---------- SOURCE PASSAGE ----------

The technical field of this disclosure is liquid crystal display panels, particularly, a liquid crystal display panel providing rapid highlighting.

BACKGROUND OF THE INVENTION

Liquid crystal display (LCD) panels have developed as an alternative to cathode ray tubes (CRTs), offering the advantage of a thin profile and brilliant display. LCD panels have been used for a number of applications, including computer monitors and television displays.

One highly desirable feature for displays is the ability to highlight a portion of a display at a brighter intensity for easier viewing. For example, a computer user may wish to use a cursor to delineate a portion of a picture on a display and brighten that portion for easier viewing. In another example, a computer or television user may want to view one program in the main display and another program in an inset window. The two programs may require different amounts of lighting: a simple, high contrast subject such as text can be easily seen, but a complex subject such as video may require brighter intensity lighting. Highlighting the complex subject makes it easier to see.

LCD panels have lagged CRTs in highlighting functionality. LCD panels typically use one or two fluorescent lamps, such as a mercury vapor cold cathode fluorescent lamps (CCFLs), to provide a uniform backlighting of the LCD panel. CRTs are able to quickly highlight a portion of the display by increasing beam energy, while LCD panel highlighting lags due to the time required to increase the backlight lamp temperature. Individual liquid crystal (LC) elements control the brightness of specific areas of the LCD panel. The lamps must be at the full brightness level before the LC elements can provide the proper highlighting.

For the present generation of LCD panels possessing a highlighting function, the lamps normally operate at 50% lamp current and light output during conditions of non-highlighting. The lamp is stepped to 100% lamp current when highlighting is required. Because of the thermal lag in the lamp, there is visible delay of 10 to 20 seconds before the lamp reaches 100% light output. This is undesirable, as the user must wait for the highlighting to appear. The user may even think that the delay indicates a problem with the display or the computer.

---------- RECORD EXCERPTS ----------

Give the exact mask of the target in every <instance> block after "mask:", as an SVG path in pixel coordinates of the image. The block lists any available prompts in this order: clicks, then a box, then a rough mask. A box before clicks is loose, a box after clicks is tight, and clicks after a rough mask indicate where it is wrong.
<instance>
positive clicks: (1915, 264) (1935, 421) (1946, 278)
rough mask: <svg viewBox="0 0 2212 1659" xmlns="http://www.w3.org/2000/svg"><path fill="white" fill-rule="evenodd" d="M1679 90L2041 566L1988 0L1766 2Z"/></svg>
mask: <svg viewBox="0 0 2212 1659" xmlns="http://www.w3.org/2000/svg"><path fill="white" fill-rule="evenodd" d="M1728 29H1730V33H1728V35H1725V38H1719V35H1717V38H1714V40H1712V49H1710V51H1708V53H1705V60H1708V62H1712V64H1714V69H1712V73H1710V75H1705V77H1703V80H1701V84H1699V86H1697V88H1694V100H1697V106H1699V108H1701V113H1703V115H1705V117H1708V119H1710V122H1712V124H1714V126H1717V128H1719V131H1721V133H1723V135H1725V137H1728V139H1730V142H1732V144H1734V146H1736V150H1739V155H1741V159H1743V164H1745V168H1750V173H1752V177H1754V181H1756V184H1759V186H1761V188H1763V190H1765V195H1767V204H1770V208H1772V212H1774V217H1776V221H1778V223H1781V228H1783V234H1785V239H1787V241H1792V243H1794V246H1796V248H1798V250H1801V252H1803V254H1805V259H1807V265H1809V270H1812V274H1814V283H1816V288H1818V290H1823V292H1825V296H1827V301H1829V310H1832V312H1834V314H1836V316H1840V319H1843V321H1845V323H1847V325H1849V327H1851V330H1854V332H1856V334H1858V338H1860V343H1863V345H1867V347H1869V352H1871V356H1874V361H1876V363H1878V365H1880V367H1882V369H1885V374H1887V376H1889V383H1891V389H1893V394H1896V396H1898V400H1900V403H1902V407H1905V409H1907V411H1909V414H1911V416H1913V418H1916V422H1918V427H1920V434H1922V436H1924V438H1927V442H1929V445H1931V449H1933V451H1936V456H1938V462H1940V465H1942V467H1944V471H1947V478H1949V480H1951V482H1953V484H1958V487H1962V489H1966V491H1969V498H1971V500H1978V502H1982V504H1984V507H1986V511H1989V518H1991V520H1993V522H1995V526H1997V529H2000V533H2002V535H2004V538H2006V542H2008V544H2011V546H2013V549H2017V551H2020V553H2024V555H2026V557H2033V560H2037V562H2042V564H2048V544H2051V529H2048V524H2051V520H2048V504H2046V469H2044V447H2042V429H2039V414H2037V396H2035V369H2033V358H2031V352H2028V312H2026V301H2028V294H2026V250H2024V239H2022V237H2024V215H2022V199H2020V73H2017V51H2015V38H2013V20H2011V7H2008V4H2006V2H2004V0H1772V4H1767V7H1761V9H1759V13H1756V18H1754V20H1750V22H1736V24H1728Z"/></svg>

----------

PROBLEMS AND TASKS:
**a.** Update the passage on LCD panel highlighting, beginning at the words "LCD panels have lagged" and stopping after "the proper highlighting.", with "beam energy" replaced by "electron beam current".
**b.** Write what comes next in the passage on LCD panel highlighting, continuing from its final sentence.
None of the saved entries is needed.

ANSWERS GIVEN:
**a.**
LCD panels have lagged CRTs in highlighting functionality. LCD panels typically use one or two fluorescent lamps, such as a mercury vapor cold cathode fluorescent lamps (CCFLs), to provide a uniform backlighting of the LCD panel. CRTs are able to quickly highlight a portion of the display by increasing electron beam current, while LCD panel highlighting lags due to the time required to increase the backlight lamp temperature. Individual liquid crystal (LC) elements control the brightness of specific areas of the LCD panel. The lamps must be at the full brightness level before the LC elements can provide the proper highlighting.

**b.**
FIG. 1 shows a graph of a step increase in lamp current and the delay in lamp light output. The lamp current is initially 50% and the lamp light output is initially 50%. When the user requests highlighting, the lamp current is increased to 100% and the light output gradually increases from 50% to 100% over 10 to 20 seconds. The user must wait the 10 to 20 seconds before the highlighting is effective.

It would be desirable to have a liquid crystal display panel providing rapid highlighting that would overcome the above disadvantages.

SUMMARY OF THE INVENTION

One aspect of the present invention provides a liquid crystal display panel providing rapid highlighting without a substantial delay.

Another aspect of the present invention provides a liquid crystal display panel providing rapid highlighting that reduces the user waiting time.

The foregoing and other features and advantages of the invention will become further apparent from the following detailed description of the presently preferred embodiments, read in conjunction with the accompanying drawings. The detailed description and drawings are merely illustrative of the invention, rather than limiting the scope of the invention being defined by the appended claims and equivalents thereof.

BRIEF DESCRIPTION OF THE DRAWINGS

FIG. 1 shows a graph of a step increase in lamp current and the delay in lamp light output.

FIG. 2 shows a block diagram of a liquid crystal display panel system made in accordance with the present invention.

FIG. 3 shows a graph of lamp current and light output for a liquid crystal display panel applying an intermediate current made in accordance with the present invention.

FIG. 4 shows a graph of lamp current for an alternate embodiment of a liquid crystal display panel applying an intermediate current made in accordance with the present invention.

FIG. 5 shows a graph of lamp current for yet another alternate embodiment of a liquid crystal display panel applying an intermediate current made in accordance with the present invention.

FIG. 6 shows a graph of lamp current for yet another alternate embodiment of a liquid crystal display panel applying an alternate intermediate current to leave the highlighting mode made in accordance with the present invention.

DESCRIPTION OF THE PREFERRED EMBODIMENT

The liquid crystal display panel of the present invention provides rapid highlighting of the display. To provide highlighting, current to the backlighting lamp is increased from a normal current to a highlighting current. During the transition from the normal current to the highlighting current, the current to backlighting lamp is increased to an intermediate current above the highlighting current, and then decreased to the highlighting current. The increase to an intermediate current provides greater energy to the backlighting lamp than a direct increase from the low current to the highlighting current. The increased energy heats the backlighting lamp quickly to provide the increased light for highlighting. In addition, reducing the current to the backlighting lamp below the normal current when leaving the highlighting mode decreases the time to leave the highlighting mode.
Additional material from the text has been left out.